▶ _Sfide proposte_
a) Rispondi alle domande seguenti basandoti sull'estratto sulla storiografia americana in traduzione:
(i) In quale anno uscì il film The Birth of a Nation?
(ii) Chi sollecitò l'autore a indagare sulle opere storiografiche tradotte in italiano?
(iii) Su quale rivista comparve la stesura più sintetica del lavoro di Oliviero Bergamini?
b) Elenca tutte le persone citate per nome nell'estratto sulla storiografia americana in traduzione.
c) Porta avanti l'estratto sulla storiografia americana in traduzione a partire dall'ultima frase riportata.

Il problema della scarsa memoria storica (come pure della tendenza a credere a qualsiasi ipotesi complottista), è in realtà assai più grave negli Stati Uniti che in Italia e risale a tempi lontani. Ricordo due esempi clamorosi e drammatici. The Birth of a Nation di David W. Griffith (1915, Nascita di una nazione), un film che sosteneva idee profondamente razziste e che falsificava impunemente i fatti storici, rimase a lungo il riferimento documentale più importante sugli anni della Ricostruzione americana (1865-1877), il periodo successivo alla guerra civile durante il quale nacque il Ku Klux Klan e si affermò la segregazione razziale. Gone with the Wind di Victor Fleming, 1939 (Via col vento) fu e rimane, negli Stati Uniti, la fonte più diffusa per informarsi sulla guerra civile e sullo schiavismo, nonostante la visione profondamente falsa sul piano storico.
Nel mio saggio del 2013 mi concentravo sulle traduzioni italiane di romanzi o di raccolte di racconti; mi rimaneva la curiosità di scoprire quanto della produzione storiografica statunitense e mondiale fosse stata effettivamente tradotta in italiano. Proprio su questo aspetto, sollecitato da Giovanni Scirocco, mi sono interrogato in questo breve intervento.
Come chiunque può rilevare con una semplice ricerca nell’Opac, il catalogo online del servizio bibliotecario nazionale italiano, le lacune sono notevoli. Poiché non sono uno storico, ho dovuto cercare il punto d’avvio in una ricerca bibliografica altrui, un lavoro molto articolato sulla storiografia della guerra del Vietnam realizzato da Oliviero Bergamini nel 1996 e che poi ebbe due diverse stesure, una sulla rivista «Storica» (Bergamini 1998) e una più sintetica su «Ácoma» (Bergamini 1999). Nella breve carrellata sulla storiografia della guerra del Vietnam in traduzione che propongo qui, seguirò la divisione interna là proposta: 1) la guerra; 2) la politica; 3) la società americana e i reduci.

(Voci di un dataset)
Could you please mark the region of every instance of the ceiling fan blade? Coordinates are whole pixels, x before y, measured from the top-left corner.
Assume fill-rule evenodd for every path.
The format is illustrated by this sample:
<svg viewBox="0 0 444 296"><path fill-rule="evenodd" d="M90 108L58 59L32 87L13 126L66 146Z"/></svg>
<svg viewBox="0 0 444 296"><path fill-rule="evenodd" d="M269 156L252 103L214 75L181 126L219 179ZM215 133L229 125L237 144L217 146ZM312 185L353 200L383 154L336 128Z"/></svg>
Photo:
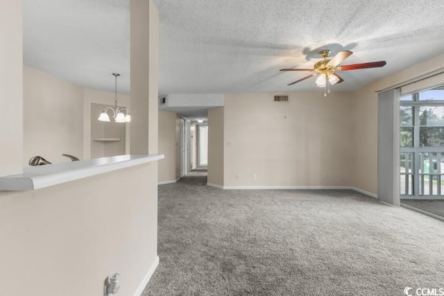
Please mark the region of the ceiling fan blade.
<svg viewBox="0 0 444 296"><path fill-rule="evenodd" d="M378 68L384 67L387 62L385 60L379 62L364 62L362 64L345 64L341 66L341 71L357 70L359 69Z"/></svg>
<svg viewBox="0 0 444 296"><path fill-rule="evenodd" d="M279 71L314 71L314 69L281 69Z"/></svg>
<svg viewBox="0 0 444 296"><path fill-rule="evenodd" d="M298 80L295 81L294 82L291 82L291 83L289 84L289 85L295 85L295 84L296 84L298 82L300 82L301 81L304 81L305 80L308 79L310 77L313 77L314 76L316 76L316 74L309 75L308 76L305 76L303 78L301 78L301 79L300 79Z"/></svg>
<svg viewBox="0 0 444 296"><path fill-rule="evenodd" d="M334 76L337 77L337 78L338 78L338 79L339 80L339 81L338 81L337 82L336 82L336 83L335 83L335 85L337 85L338 83L343 82L344 81L344 80L343 80L343 79L342 79L342 77L339 76L338 74L336 74L336 73L333 73L333 74L332 74L332 75L333 75L333 76Z"/></svg>
<svg viewBox="0 0 444 296"><path fill-rule="evenodd" d="M350 51L339 51L330 61L327 66L337 67L353 53Z"/></svg>

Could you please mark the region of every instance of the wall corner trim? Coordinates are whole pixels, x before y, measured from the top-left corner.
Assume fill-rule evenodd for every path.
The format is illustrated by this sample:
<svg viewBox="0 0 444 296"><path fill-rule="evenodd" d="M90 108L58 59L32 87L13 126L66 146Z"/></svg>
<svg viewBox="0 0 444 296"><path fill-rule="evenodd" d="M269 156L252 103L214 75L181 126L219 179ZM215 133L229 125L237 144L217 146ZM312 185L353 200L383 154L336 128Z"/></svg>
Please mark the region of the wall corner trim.
<svg viewBox="0 0 444 296"><path fill-rule="evenodd" d="M375 193L372 193L371 192L369 191L366 191L365 190L357 188L357 187L350 187L350 189L354 190L355 191L359 192L359 193L362 193L366 195L370 196L370 198L376 198L377 199L377 195Z"/></svg>
<svg viewBox="0 0 444 296"><path fill-rule="evenodd" d="M148 272L146 272L145 277L144 277L144 279L142 281L142 283L140 283L140 285L139 285L137 290L136 290L135 293L134 293L134 296L142 295L142 293L144 293L144 290L145 290L145 287L148 284L148 282L150 281L150 279L151 279L151 277L154 274L154 272L155 271L158 265L159 265L159 256L156 256L155 259L154 260L154 262L151 265L151 267L148 270Z"/></svg>
<svg viewBox="0 0 444 296"><path fill-rule="evenodd" d="M176 180L171 180L169 181L162 181L157 183L157 185L166 185L167 184L173 184L173 183L177 183L177 182L179 180L179 179L180 178L177 178Z"/></svg>
<svg viewBox="0 0 444 296"><path fill-rule="evenodd" d="M225 189L225 188L224 186L223 186L222 185L218 185L216 184L212 184L212 183L207 183L207 186L209 186L210 187L214 187L214 188L218 188L219 189Z"/></svg>

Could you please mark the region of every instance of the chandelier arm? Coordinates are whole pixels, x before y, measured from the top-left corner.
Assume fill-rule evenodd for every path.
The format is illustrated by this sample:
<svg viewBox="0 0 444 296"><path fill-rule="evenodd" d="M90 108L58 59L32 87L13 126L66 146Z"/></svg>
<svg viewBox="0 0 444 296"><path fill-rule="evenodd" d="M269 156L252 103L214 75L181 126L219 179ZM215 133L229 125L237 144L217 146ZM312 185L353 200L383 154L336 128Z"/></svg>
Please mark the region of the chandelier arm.
<svg viewBox="0 0 444 296"><path fill-rule="evenodd" d="M130 114L130 110L126 109L126 107L119 107L117 109L119 110L119 111L125 111L126 112L126 114L128 114L128 115ZM119 113L119 112L117 112L117 113Z"/></svg>

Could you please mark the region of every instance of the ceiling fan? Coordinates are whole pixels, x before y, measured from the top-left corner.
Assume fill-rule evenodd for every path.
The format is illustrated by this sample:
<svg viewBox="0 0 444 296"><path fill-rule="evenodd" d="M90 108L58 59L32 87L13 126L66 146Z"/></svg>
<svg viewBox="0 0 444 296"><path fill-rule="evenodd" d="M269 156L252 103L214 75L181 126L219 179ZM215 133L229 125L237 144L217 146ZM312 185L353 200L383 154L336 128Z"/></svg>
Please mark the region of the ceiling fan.
<svg viewBox="0 0 444 296"><path fill-rule="evenodd" d="M289 83L293 85L296 83L304 81L311 77L318 76L316 79L316 86L324 87L324 96L327 96L327 92L330 92L330 85L341 83L344 80L341 78L337 72L341 71L357 70L359 69L378 68L384 67L386 62L384 60L379 62L364 62L362 64L352 64L339 66L347 58L353 53L350 51L339 51L333 58L330 59L330 51L324 49L319 52L323 60L314 64L313 69L282 69L280 71L309 71L314 72L312 74L305 76L298 80Z"/></svg>

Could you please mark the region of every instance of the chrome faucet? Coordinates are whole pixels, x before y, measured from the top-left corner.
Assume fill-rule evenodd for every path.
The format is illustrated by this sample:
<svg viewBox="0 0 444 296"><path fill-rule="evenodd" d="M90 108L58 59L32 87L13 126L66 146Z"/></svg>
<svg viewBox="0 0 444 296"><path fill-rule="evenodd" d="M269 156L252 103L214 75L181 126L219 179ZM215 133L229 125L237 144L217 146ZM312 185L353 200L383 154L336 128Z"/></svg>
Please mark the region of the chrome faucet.
<svg viewBox="0 0 444 296"><path fill-rule="evenodd" d="M51 164L51 162L41 156L33 156L29 159L30 166L42 166L44 164Z"/></svg>

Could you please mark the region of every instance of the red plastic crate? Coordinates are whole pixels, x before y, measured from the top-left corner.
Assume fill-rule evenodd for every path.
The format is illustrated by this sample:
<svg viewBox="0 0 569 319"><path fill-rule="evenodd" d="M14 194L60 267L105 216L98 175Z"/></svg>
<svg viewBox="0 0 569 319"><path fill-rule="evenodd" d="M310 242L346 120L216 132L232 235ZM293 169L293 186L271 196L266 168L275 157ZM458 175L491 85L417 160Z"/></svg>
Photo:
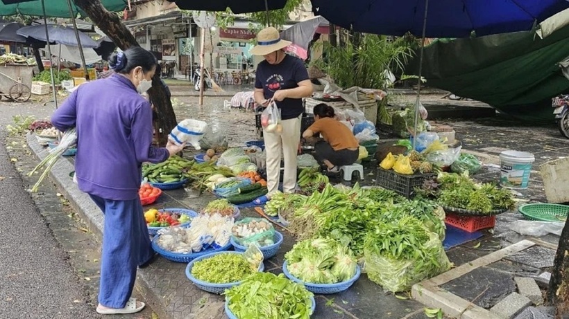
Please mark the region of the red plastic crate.
<svg viewBox="0 0 569 319"><path fill-rule="evenodd" d="M496 224L495 216L458 216L454 214L446 215L445 223L474 233L481 229L491 228Z"/></svg>

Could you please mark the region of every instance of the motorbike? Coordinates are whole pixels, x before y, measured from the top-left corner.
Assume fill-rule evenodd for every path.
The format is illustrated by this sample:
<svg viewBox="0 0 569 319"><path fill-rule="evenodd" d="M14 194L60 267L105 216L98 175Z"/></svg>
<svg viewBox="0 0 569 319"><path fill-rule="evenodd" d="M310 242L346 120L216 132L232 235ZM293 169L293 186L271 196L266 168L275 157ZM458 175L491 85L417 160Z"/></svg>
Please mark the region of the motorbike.
<svg viewBox="0 0 569 319"><path fill-rule="evenodd" d="M204 69L204 73L205 73L205 77L203 78L203 91L207 90L207 89L213 88L213 85L212 85L212 81L210 80L210 73L207 72L207 70ZM194 89L196 91L200 91L200 82L201 82L201 72L198 69L196 69L194 71Z"/></svg>
<svg viewBox="0 0 569 319"><path fill-rule="evenodd" d="M553 98L551 106L554 108L553 115L555 122L559 127L559 132L566 138L569 138L569 94Z"/></svg>

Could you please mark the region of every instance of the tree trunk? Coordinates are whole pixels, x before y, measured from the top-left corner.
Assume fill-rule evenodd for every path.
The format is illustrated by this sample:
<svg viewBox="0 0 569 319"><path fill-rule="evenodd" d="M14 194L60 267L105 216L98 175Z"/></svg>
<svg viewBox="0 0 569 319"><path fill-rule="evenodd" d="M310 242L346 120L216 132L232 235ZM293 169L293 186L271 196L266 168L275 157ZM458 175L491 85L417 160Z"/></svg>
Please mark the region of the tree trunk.
<svg viewBox="0 0 569 319"><path fill-rule="evenodd" d="M554 305L556 318L569 316L569 223L565 222L557 253L555 255L553 271L547 289L547 303Z"/></svg>
<svg viewBox="0 0 569 319"><path fill-rule="evenodd" d="M121 22L119 16L107 11L99 0L74 0L75 4L83 9L99 28L107 35L121 50L126 50L130 46L140 46L134 35ZM158 143L161 146L166 145L168 134L177 125L172 102L168 98L166 87L160 81L158 73L152 78L152 88L148 90L158 116L155 127L158 136Z"/></svg>
<svg viewBox="0 0 569 319"><path fill-rule="evenodd" d="M330 24L330 44L332 46L336 46L337 42L336 39L336 26Z"/></svg>
<svg viewBox="0 0 569 319"><path fill-rule="evenodd" d="M43 72L44 69L44 62L42 61L42 56L40 55L40 47L33 44L32 49L33 50L33 56L35 57L35 62L37 64L37 69L40 69L40 72Z"/></svg>

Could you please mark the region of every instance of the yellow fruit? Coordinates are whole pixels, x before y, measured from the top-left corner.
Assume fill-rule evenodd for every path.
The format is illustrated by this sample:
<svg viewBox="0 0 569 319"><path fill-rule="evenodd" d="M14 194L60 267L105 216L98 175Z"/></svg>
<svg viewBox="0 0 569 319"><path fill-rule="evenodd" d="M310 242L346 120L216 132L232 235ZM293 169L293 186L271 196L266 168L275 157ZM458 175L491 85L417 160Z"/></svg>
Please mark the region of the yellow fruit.
<svg viewBox="0 0 569 319"><path fill-rule="evenodd" d="M391 152L385 156L385 158L380 163L380 166L384 170L391 170L395 164L395 157Z"/></svg>
<svg viewBox="0 0 569 319"><path fill-rule="evenodd" d="M156 218L158 217L158 210L152 209L144 213L144 219L146 220L146 223L151 223L153 221L155 221L156 220Z"/></svg>
<svg viewBox="0 0 569 319"><path fill-rule="evenodd" d="M393 165L393 170L399 174L412 175L413 169L411 168L411 162L409 157L400 155Z"/></svg>

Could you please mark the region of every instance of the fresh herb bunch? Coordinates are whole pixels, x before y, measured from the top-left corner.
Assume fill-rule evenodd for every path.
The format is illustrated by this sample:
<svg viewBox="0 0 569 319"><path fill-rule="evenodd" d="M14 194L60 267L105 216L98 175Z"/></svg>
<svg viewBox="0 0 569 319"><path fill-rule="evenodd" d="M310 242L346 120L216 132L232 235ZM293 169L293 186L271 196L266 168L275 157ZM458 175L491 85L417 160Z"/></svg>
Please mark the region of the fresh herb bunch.
<svg viewBox="0 0 569 319"><path fill-rule="evenodd" d="M228 307L238 319L309 319L312 293L283 274L256 273L226 291Z"/></svg>
<svg viewBox="0 0 569 319"><path fill-rule="evenodd" d="M440 173L436 182L427 182L419 192L422 196L436 198L446 207L461 208L488 214L495 210L514 208L511 192L493 183L477 183L468 176L468 172Z"/></svg>
<svg viewBox="0 0 569 319"><path fill-rule="evenodd" d="M239 282L252 273L253 270L241 254L229 253L200 260L192 268L194 277L214 284Z"/></svg>

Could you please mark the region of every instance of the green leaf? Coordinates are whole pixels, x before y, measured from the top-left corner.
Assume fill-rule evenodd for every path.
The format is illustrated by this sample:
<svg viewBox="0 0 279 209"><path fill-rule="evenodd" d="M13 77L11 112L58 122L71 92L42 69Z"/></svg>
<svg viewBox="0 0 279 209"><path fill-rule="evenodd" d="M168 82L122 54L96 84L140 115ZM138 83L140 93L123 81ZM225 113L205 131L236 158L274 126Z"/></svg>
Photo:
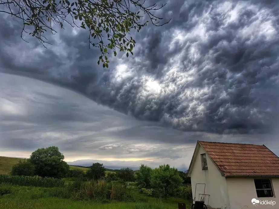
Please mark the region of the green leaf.
<svg viewBox="0 0 279 209"><path fill-rule="evenodd" d="M46 7L46 10L48 10L49 9L49 8L50 7L50 4L49 4L47 5L47 7Z"/></svg>

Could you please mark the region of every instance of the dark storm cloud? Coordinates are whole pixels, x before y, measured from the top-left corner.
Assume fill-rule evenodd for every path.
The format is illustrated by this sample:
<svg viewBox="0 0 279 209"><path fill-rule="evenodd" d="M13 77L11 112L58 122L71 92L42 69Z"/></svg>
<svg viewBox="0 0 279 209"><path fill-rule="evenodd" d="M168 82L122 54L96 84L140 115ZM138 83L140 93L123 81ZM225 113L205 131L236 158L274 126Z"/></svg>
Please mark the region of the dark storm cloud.
<svg viewBox="0 0 279 209"><path fill-rule="evenodd" d="M135 33L134 56L111 57L104 70L83 31L67 27L46 50L32 37L23 42L20 25L3 16L0 63L9 73L28 73L182 130L272 133L279 116L276 2L170 1L158 14L171 22Z"/></svg>

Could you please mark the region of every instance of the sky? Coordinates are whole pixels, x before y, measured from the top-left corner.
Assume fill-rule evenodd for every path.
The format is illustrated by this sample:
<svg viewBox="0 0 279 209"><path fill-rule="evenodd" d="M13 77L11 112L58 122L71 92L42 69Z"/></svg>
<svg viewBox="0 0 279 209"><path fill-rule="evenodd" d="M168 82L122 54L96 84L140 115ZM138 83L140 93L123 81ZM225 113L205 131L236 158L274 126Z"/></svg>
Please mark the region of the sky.
<svg viewBox="0 0 279 209"><path fill-rule="evenodd" d="M0 14L0 156L54 146L72 164L185 169L198 140L279 154L276 2L160 1L170 22L131 31L134 56L107 69L86 30L47 34L47 49Z"/></svg>

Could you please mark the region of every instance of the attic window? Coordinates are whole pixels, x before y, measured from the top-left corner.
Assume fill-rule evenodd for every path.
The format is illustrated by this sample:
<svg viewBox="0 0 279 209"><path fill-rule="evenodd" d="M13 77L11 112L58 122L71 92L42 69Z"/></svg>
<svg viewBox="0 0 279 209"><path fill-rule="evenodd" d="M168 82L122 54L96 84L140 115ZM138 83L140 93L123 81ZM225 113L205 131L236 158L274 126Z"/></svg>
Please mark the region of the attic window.
<svg viewBox="0 0 279 209"><path fill-rule="evenodd" d="M254 179L256 191L258 198L271 198L273 197L273 191L269 179Z"/></svg>
<svg viewBox="0 0 279 209"><path fill-rule="evenodd" d="M202 169L203 170L207 170L207 162L206 161L206 156L205 154L202 154L200 155L202 159Z"/></svg>

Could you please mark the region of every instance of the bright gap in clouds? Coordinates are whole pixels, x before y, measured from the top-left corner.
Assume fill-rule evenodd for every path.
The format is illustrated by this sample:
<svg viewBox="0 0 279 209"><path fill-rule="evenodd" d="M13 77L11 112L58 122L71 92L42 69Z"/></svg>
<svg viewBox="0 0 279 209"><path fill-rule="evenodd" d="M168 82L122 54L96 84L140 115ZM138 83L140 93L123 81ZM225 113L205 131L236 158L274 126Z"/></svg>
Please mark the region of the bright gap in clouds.
<svg viewBox="0 0 279 209"><path fill-rule="evenodd" d="M158 86L147 83L155 92ZM185 133L137 121L37 80L1 73L0 86L1 156L28 157L38 148L55 146L67 161L149 162L154 167L166 160L184 168L190 163L195 142L185 140Z"/></svg>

▶ _Esiti degli esercizi_
a)
(i) Nel 1915.
(ii) Giovanni Scirocco.
(iii) Su «Ácoma».

b) David W. Griffith, Victor Fleming, Giovanni Scirocco, Oliviero Bergamini

c)
La guerra del Vietnam: storia militare e storie orali
Buona parte della saggistica americana sulla guerra del Vietnam è molto critica nei confronti dell’intervento statunitense; in genere questa è una caratteristica di una parte cospicua degli studi su tutti i conflitti del secolo scorso, con l’esclusione della seconda guerra mondiale, negli Stati Uniti chiamata good war. Tale atteggiamento antibellico ha contribuito a creare disinteresse per la storia militare o comunque un notevole sospetto per chi si occupa di questo campo di studi: infatti è molto diffusa l’opinione che la storia militare sia territorio esclusivo dei conservatori, se non dei reazionari con tendenze autoritarie, e comunque di studiosi che subiscono il fascino dello spirito marziale, del patriottismo e delle varie forme di nazionalismo che hanno alimentato i conflitti. Io stesso devo ammettere di avere faticato a comprendere l’importanza della storia militare. Molti studi sulla guerra, sulla violenza e sulla cultura bellica, anche riflessioni dotate di respiro filosofico e opere di storia della cultura molto articolate, spesso rifiutano di fare i conti con gli storici militari.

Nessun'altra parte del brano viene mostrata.